Exercise instructions » Of the lines listed below, return exactly those that run from the line containing "Target: dirt path" through the line containing "Target: wooden fence post", both included.

(Photo-based referring expression data)
>>>>

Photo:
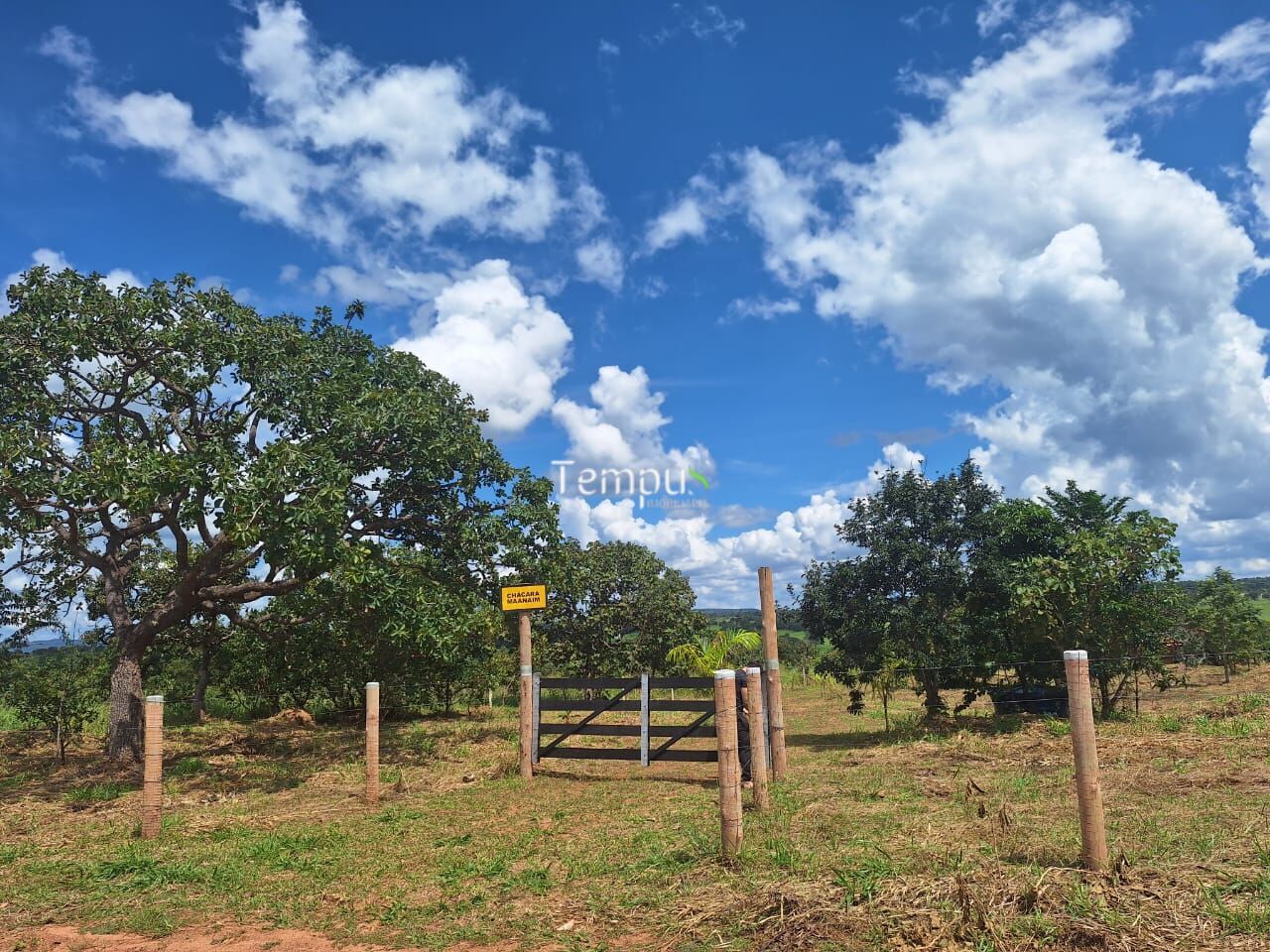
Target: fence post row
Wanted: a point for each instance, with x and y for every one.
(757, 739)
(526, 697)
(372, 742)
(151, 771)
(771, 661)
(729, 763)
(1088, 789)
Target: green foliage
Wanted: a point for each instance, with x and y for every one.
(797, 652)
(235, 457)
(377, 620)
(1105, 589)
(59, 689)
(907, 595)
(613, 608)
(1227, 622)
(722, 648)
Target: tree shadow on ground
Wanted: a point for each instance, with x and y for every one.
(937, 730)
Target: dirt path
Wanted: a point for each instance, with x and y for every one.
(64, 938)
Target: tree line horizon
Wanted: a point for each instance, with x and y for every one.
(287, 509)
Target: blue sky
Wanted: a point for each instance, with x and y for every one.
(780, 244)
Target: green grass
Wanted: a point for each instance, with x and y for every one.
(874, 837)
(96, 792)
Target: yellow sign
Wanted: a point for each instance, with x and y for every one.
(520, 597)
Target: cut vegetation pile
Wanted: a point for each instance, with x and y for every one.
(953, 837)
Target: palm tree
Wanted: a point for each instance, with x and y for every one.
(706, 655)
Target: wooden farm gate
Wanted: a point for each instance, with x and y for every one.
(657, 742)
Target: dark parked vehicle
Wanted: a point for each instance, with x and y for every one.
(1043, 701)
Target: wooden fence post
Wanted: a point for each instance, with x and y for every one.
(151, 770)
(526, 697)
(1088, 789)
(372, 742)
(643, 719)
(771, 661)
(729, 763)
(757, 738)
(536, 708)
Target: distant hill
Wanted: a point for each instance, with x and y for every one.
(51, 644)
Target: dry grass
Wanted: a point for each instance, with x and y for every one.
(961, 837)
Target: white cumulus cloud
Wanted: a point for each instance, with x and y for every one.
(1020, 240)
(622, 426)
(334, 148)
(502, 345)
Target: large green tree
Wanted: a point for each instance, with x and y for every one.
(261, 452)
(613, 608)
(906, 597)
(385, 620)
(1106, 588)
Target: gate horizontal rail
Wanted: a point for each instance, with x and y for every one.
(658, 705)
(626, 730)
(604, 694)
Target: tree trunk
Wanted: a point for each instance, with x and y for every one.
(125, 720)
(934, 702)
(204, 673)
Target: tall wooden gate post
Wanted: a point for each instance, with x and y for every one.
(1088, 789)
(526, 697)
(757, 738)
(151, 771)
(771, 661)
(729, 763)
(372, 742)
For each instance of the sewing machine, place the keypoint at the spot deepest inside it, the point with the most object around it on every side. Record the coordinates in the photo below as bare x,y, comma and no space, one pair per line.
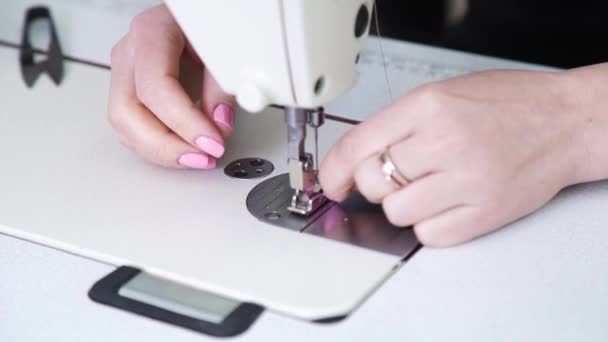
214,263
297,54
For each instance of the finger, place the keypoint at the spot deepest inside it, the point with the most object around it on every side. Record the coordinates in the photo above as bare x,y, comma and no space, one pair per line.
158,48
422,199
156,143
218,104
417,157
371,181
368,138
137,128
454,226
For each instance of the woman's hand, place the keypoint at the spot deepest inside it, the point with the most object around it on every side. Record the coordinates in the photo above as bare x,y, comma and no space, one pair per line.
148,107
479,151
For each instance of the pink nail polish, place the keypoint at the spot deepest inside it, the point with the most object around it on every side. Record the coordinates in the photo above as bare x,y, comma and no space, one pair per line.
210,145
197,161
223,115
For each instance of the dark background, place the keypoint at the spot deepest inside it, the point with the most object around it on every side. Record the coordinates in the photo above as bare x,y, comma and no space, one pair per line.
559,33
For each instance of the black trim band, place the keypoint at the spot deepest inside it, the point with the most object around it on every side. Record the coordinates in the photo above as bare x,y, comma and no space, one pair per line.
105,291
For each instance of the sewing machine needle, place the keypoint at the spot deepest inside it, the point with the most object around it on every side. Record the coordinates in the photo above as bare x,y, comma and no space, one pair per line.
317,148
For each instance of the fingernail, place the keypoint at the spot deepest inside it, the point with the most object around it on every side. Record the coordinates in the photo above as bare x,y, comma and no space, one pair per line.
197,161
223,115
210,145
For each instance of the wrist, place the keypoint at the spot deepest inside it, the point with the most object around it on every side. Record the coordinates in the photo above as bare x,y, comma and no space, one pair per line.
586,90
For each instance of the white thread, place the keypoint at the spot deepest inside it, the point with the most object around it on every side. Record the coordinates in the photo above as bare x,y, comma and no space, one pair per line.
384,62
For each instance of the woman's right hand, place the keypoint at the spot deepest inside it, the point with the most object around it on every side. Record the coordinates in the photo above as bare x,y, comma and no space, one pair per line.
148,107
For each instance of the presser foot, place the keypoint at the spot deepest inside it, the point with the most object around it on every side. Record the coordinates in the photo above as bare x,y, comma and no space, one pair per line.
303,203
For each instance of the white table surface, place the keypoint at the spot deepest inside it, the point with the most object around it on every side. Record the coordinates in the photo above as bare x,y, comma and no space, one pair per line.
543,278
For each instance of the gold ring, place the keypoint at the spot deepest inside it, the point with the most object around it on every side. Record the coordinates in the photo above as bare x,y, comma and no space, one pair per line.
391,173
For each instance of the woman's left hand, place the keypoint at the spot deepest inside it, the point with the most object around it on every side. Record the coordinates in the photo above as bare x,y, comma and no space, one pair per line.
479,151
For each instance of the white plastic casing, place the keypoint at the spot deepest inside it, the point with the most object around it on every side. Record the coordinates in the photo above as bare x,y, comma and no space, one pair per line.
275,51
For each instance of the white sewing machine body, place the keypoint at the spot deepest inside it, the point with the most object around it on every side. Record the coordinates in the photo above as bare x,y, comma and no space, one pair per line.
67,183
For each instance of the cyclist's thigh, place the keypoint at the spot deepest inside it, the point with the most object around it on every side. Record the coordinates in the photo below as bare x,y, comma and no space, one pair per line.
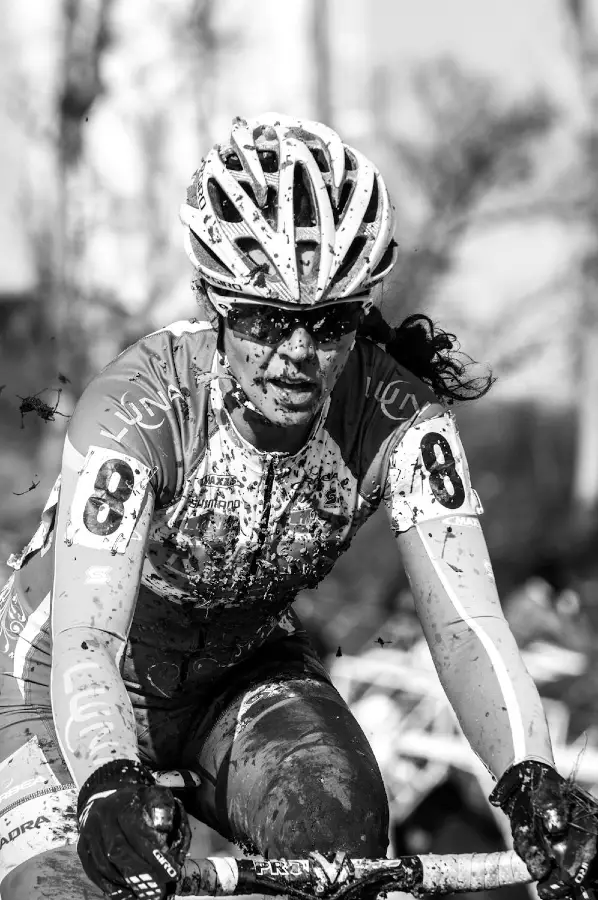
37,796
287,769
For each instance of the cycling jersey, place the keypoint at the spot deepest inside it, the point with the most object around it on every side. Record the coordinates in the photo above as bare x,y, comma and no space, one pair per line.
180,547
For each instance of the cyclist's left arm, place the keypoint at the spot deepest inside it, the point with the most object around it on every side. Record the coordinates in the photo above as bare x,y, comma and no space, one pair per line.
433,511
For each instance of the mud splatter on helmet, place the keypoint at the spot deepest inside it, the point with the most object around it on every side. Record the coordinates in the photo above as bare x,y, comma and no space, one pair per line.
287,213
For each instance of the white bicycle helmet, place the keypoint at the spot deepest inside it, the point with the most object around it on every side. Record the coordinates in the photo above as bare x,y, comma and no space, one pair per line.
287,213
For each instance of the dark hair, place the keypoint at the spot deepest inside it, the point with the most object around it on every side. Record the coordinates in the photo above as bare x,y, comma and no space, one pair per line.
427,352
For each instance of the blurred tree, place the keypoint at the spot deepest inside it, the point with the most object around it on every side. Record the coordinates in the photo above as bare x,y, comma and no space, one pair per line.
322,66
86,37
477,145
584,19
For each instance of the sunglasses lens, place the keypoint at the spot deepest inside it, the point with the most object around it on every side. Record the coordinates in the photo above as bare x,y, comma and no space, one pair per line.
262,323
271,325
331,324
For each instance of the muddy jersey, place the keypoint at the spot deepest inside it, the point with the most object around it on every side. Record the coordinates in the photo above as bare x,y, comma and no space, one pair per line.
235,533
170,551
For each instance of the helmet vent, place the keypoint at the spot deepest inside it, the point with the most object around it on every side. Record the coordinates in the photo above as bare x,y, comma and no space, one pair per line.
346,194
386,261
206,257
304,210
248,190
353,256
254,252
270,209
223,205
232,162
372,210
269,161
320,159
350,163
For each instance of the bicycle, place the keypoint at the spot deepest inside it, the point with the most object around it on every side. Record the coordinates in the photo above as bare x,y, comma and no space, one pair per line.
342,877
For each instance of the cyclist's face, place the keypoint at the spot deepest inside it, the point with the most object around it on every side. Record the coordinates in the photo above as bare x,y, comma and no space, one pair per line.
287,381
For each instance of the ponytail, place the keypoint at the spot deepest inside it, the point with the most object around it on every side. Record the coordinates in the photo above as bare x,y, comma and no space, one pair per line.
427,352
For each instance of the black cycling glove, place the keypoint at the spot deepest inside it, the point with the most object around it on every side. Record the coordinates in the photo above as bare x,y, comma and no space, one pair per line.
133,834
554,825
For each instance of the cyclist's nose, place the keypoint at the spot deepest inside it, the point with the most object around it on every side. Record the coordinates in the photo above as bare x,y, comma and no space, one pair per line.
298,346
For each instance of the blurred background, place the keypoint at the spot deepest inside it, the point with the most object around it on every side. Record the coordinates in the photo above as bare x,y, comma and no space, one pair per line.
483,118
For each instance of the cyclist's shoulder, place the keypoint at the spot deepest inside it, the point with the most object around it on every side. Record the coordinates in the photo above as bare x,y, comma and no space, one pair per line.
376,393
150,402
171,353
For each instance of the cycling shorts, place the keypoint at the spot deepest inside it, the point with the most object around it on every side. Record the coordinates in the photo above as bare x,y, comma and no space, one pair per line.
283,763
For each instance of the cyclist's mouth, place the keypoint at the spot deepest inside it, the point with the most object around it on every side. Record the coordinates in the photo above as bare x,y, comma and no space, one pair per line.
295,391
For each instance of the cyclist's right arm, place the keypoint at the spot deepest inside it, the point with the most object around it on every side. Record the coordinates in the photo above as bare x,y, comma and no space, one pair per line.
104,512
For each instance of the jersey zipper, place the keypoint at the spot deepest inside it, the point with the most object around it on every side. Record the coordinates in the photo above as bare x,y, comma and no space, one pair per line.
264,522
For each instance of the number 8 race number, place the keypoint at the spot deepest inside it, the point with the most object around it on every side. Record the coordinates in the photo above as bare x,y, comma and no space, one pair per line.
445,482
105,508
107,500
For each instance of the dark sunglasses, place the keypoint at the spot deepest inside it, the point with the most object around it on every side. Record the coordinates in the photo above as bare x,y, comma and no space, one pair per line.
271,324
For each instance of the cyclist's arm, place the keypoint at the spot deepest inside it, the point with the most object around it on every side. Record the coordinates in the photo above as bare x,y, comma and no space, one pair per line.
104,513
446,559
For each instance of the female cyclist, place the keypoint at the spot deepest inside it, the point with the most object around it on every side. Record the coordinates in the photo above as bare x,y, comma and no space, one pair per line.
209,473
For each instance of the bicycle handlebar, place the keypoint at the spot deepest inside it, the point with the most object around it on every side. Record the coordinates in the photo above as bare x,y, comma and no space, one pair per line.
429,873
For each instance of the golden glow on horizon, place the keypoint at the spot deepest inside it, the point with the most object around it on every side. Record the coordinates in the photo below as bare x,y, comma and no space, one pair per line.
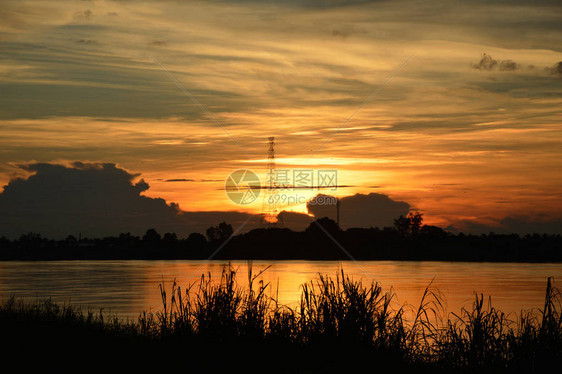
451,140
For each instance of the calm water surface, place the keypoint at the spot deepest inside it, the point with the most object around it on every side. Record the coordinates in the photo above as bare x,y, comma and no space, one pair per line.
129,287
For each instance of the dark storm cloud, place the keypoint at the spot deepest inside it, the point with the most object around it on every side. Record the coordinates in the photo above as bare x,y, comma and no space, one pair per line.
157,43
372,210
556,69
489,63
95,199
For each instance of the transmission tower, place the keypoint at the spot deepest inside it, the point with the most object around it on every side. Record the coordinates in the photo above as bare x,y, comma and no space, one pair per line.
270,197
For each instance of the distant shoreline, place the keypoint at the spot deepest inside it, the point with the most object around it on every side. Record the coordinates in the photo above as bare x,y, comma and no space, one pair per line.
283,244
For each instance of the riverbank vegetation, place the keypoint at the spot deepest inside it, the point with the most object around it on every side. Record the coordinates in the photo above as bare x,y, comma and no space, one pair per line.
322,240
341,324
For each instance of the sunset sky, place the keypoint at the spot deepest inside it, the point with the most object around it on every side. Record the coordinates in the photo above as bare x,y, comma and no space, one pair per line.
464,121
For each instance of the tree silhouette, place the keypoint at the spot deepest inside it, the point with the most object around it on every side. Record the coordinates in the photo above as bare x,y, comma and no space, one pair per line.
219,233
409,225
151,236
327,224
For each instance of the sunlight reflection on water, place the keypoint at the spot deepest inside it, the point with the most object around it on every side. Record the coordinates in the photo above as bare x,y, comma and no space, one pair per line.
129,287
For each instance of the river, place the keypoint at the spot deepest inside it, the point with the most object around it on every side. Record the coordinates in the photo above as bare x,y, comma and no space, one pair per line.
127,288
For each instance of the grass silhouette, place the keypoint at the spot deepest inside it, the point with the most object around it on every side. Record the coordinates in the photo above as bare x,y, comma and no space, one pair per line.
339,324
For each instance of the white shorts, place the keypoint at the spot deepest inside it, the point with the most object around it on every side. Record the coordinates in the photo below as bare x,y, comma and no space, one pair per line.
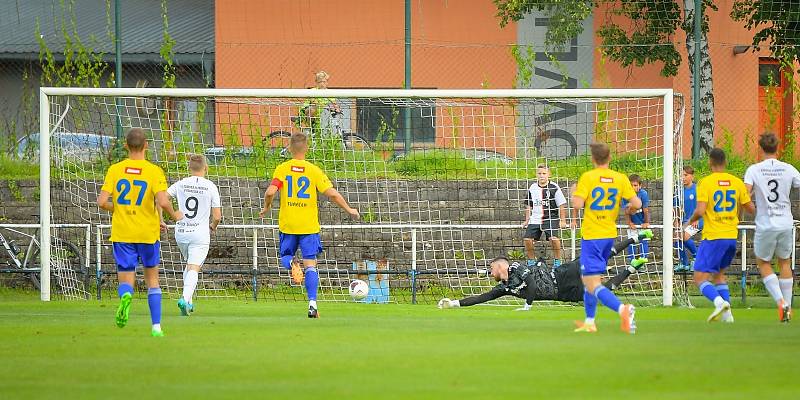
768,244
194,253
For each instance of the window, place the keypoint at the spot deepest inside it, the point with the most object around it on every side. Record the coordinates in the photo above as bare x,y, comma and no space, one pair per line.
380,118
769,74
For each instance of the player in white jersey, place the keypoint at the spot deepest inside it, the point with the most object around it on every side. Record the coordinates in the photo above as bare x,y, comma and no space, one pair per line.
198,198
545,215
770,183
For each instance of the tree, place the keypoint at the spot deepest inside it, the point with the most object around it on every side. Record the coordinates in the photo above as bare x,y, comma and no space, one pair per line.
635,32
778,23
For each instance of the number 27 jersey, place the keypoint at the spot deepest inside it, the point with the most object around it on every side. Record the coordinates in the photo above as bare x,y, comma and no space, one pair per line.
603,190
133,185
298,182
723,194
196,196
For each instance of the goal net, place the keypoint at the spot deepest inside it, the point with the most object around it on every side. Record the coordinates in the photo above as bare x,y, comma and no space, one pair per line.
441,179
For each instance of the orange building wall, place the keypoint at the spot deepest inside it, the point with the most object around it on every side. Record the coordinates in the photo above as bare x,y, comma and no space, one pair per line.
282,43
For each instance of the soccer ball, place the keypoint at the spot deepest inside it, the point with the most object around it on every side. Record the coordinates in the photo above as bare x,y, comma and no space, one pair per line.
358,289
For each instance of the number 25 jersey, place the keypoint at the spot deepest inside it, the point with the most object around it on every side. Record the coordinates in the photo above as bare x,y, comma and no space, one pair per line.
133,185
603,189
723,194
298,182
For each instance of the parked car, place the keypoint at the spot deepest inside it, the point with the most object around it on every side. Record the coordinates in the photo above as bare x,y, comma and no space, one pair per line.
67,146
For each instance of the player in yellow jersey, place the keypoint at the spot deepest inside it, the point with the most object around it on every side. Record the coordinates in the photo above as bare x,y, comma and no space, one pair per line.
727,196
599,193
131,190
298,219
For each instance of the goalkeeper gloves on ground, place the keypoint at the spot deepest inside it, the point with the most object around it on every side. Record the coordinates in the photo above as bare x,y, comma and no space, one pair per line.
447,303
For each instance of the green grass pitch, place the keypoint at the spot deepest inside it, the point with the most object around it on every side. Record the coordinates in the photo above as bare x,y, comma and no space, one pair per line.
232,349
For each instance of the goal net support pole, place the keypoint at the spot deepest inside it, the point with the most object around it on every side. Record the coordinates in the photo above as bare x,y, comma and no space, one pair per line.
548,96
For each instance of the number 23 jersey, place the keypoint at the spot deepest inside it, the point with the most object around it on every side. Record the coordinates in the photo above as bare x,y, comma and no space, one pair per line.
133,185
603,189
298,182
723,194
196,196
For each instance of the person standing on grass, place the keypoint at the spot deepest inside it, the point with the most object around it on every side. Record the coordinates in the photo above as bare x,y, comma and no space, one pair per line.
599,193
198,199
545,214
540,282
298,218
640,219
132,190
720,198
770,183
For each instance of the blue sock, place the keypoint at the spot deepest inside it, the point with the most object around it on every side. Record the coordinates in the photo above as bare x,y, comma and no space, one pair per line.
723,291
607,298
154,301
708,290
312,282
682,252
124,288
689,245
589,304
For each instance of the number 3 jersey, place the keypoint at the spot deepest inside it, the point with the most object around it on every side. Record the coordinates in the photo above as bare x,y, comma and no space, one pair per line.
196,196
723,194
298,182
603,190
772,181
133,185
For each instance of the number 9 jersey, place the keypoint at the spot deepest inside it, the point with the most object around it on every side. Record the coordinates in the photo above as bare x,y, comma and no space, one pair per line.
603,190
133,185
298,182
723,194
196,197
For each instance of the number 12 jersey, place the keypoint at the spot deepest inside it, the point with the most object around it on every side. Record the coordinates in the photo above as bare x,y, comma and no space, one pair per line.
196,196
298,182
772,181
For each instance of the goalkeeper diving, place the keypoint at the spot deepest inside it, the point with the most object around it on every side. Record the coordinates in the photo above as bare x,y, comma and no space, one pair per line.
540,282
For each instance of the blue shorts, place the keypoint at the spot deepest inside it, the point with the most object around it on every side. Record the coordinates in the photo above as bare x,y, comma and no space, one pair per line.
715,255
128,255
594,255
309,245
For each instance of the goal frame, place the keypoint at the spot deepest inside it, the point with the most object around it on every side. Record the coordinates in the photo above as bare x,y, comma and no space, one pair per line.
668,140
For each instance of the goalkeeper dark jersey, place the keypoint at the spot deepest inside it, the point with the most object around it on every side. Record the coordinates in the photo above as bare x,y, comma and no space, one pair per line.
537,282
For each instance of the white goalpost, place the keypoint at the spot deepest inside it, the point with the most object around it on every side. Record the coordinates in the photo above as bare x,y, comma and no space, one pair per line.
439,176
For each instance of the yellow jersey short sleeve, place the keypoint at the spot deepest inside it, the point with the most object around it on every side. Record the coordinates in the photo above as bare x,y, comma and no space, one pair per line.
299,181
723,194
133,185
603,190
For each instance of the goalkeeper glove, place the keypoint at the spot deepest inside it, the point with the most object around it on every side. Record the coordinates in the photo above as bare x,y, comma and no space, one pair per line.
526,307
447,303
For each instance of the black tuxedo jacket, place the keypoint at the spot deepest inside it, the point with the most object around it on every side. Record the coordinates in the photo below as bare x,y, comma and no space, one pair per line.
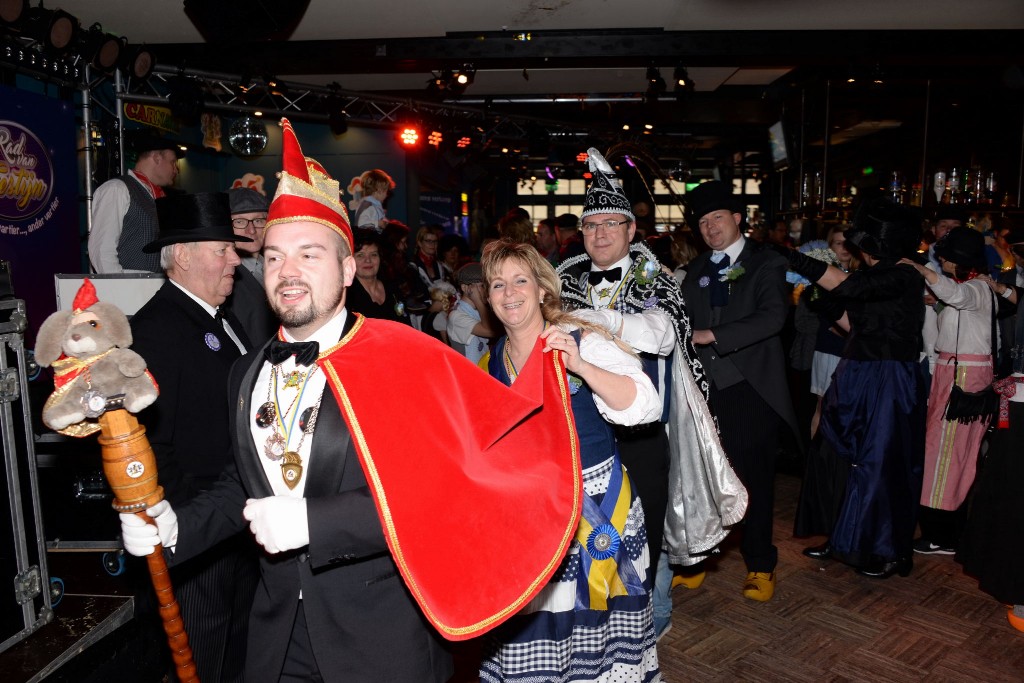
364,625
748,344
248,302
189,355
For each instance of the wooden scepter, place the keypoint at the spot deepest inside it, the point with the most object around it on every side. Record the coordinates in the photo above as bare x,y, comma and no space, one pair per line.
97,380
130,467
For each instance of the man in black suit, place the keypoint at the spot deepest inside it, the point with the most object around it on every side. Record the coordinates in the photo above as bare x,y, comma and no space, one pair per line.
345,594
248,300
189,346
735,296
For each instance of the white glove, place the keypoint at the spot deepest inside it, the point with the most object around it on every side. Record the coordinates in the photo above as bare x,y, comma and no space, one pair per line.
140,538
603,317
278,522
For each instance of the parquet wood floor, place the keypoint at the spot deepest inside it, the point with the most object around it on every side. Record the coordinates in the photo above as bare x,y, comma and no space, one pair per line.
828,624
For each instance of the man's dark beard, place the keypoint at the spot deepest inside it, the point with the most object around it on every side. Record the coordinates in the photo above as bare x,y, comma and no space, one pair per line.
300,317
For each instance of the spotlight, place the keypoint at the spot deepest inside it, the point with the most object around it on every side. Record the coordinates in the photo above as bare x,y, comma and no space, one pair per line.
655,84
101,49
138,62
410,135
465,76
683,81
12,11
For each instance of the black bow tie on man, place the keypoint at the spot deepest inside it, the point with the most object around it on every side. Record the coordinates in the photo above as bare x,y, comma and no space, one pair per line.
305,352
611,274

<<<<

Final answer »
Target: dirt path
Wanted: a point for each instance, with x and y for every one.
(64, 938)
Target: tree line horizon
Wanted: a point for each instance, with x and y for every one.
(287, 509)
Target: blue sky
Wanted: a point for each instance, with x and y for every one.
(780, 244)
Target: green grass
Wanted: a point for each instance, with x and y for every one.
(874, 837)
(96, 792)
Target: yellow sign
Wanted: a point for each instance, with x and y for every one.
(520, 597)
Target: cut vegetation pile
Wanted: a point for each instance, with x and y for every one.
(953, 837)
Target: palm tree
Wanted: a point for each instance, with x and y for every one.
(706, 655)
Target: wooden farm gate
Wanted: a point for each instance, with x and y for every one.
(657, 742)
Target: dark parked vehicle
Wanted: a point for each instance, with x and y for every one.
(1043, 701)
Target: wooden fence post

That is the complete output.